• **Task objective**: Give back all of the data exactly as it appears here.

• **Dataset records**:
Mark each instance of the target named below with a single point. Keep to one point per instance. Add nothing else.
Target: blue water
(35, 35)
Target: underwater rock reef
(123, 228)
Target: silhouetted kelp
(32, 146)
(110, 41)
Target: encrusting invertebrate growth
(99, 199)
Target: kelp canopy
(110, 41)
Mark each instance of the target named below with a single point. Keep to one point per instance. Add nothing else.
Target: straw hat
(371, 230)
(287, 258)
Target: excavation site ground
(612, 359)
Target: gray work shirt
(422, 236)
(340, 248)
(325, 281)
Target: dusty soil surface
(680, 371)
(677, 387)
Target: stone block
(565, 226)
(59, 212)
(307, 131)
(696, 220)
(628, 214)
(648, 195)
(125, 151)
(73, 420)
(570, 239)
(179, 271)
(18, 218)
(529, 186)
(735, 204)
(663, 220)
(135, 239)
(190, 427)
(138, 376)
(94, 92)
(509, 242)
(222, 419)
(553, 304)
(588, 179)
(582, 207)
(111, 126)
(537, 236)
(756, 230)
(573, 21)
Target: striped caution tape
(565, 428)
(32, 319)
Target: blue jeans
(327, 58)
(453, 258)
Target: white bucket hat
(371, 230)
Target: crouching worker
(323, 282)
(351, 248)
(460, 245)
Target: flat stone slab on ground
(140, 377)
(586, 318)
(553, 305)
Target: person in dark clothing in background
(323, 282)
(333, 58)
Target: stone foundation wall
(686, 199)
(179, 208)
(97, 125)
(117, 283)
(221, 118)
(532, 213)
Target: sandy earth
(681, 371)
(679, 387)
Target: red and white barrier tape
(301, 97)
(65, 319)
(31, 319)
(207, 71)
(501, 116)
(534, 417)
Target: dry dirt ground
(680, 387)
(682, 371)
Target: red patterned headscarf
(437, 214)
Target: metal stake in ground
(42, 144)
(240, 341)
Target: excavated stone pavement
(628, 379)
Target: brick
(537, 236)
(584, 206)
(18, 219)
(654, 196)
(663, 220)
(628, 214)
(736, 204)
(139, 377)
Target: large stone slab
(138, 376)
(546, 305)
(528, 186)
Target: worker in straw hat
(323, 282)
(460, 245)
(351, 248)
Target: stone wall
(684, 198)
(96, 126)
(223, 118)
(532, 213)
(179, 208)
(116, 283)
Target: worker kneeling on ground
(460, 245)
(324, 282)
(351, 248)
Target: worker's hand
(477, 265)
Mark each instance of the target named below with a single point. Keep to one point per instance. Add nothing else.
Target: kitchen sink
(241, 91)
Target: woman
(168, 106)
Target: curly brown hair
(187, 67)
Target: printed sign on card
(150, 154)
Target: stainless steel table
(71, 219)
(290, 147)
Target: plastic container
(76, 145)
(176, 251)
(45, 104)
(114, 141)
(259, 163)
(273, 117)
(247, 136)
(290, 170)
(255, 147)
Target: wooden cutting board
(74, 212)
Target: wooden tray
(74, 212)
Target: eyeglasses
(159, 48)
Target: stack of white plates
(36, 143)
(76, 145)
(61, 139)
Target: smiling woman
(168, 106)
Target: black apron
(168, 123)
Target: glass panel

• **Exercise answer**:
Mark each instance of the target named below with a single point. Keep to one point per instance. Add nothing else.
Target: blue water
(35, 35)
Target: underwater rock reef
(123, 228)
Target: silhouetted kelp
(32, 146)
(110, 41)
Target: encrusting invertebrate growth
(99, 199)
Target: kelp canopy
(110, 41)
Mark each instance of the target named below with a single point. Keep to one point per instance. Add nothing else.
Target: straw hat
(371, 230)
(287, 258)
Target: excavation site ground
(612, 359)
Target: gray work shirt
(422, 236)
(340, 248)
(325, 281)
Target: dusty soil surface
(680, 371)
(677, 387)
Target: stone block
(565, 226)
(59, 212)
(307, 131)
(696, 220)
(628, 214)
(648, 195)
(125, 151)
(73, 420)
(570, 239)
(179, 271)
(18, 218)
(529, 186)
(735, 204)
(663, 220)
(135, 239)
(190, 427)
(138, 376)
(94, 92)
(509, 242)
(222, 419)
(553, 304)
(588, 179)
(582, 207)
(111, 126)
(537, 236)
(756, 230)
(573, 21)
Target: striped caution tape
(565, 428)
(32, 319)
Target: blue jeans
(327, 58)
(453, 258)
Target: white bucket hat
(371, 230)
Target: crouching worker
(323, 282)
(351, 248)
(460, 245)
Target: flat stone slab on ground
(140, 377)
(586, 318)
(553, 305)
Target: person in dark clothing in background
(323, 282)
(333, 58)
Target: stone foundation wall
(686, 199)
(179, 208)
(97, 125)
(117, 283)
(221, 118)
(532, 213)
Target: sandy earth
(681, 371)
(679, 387)
Target: red and white barrier tape
(301, 97)
(65, 319)
(31, 319)
(207, 71)
(501, 116)
(534, 417)
Target: dry dirt ground
(680, 387)
(682, 371)
Target: red patterned headscarf
(437, 214)
Target: metal stake in ground
(42, 144)
(240, 341)
Target: excavated stone pavement
(628, 379)
Target: brick
(537, 236)
(584, 206)
(18, 219)
(654, 196)
(663, 220)
(628, 214)
(736, 204)
(139, 377)
Target: large stone slab
(138, 376)
(546, 305)
(528, 186)
Target: worker in straw hat
(323, 282)
(460, 245)
(351, 248)
Target: stone wall
(684, 198)
(96, 126)
(223, 118)
(532, 213)
(179, 208)
(116, 283)
Target: worker kneeling on ground
(460, 245)
(324, 282)
(351, 248)
Target: worker's hand
(477, 265)
Mark each instance of the target named below with a single point. Keep to one point per instance. Add nothing else.
Target: kitchen sink
(241, 91)
Target: woman
(168, 106)
Target: curly brown hair
(187, 67)
Target: printed sign on card
(150, 154)
Target: stainless steel table
(71, 219)
(290, 147)
Target: plastic container
(76, 145)
(176, 251)
(45, 104)
(114, 141)
(259, 163)
(273, 117)
(247, 136)
(290, 170)
(255, 147)
Target: wooden cutting board
(74, 212)
Target: wooden tray
(74, 212)
Target: eyeglasses
(159, 48)
Target: stack of white plates
(36, 143)
(76, 145)
(61, 139)
Target: smiling woman
(168, 106)
Target: black apron
(168, 123)
Target: glass panel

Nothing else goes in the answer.